EXERCISE REQUIREMENTS: Show every line in the entries below where the word "wooden" appears.

SUPPLIED MATERIAL:
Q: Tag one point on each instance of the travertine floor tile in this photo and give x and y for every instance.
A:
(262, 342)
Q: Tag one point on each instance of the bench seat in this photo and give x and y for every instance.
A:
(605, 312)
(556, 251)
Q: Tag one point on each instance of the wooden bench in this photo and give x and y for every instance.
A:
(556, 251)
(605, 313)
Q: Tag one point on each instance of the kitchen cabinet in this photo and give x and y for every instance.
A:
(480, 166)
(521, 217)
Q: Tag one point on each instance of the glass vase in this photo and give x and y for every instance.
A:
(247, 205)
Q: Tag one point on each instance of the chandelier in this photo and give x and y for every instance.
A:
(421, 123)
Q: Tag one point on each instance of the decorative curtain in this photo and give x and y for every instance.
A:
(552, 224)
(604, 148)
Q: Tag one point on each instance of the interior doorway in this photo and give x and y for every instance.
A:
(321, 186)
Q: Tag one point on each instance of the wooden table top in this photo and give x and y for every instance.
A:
...
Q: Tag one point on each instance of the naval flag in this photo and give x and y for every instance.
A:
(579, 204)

ANSWER BOX:
Q: Tag one point on each instance of the wooden bench in this photo and give x and y for every instance.
Q: Tag one point on each instance of the wooden table top in this photo and give x and y for every instance.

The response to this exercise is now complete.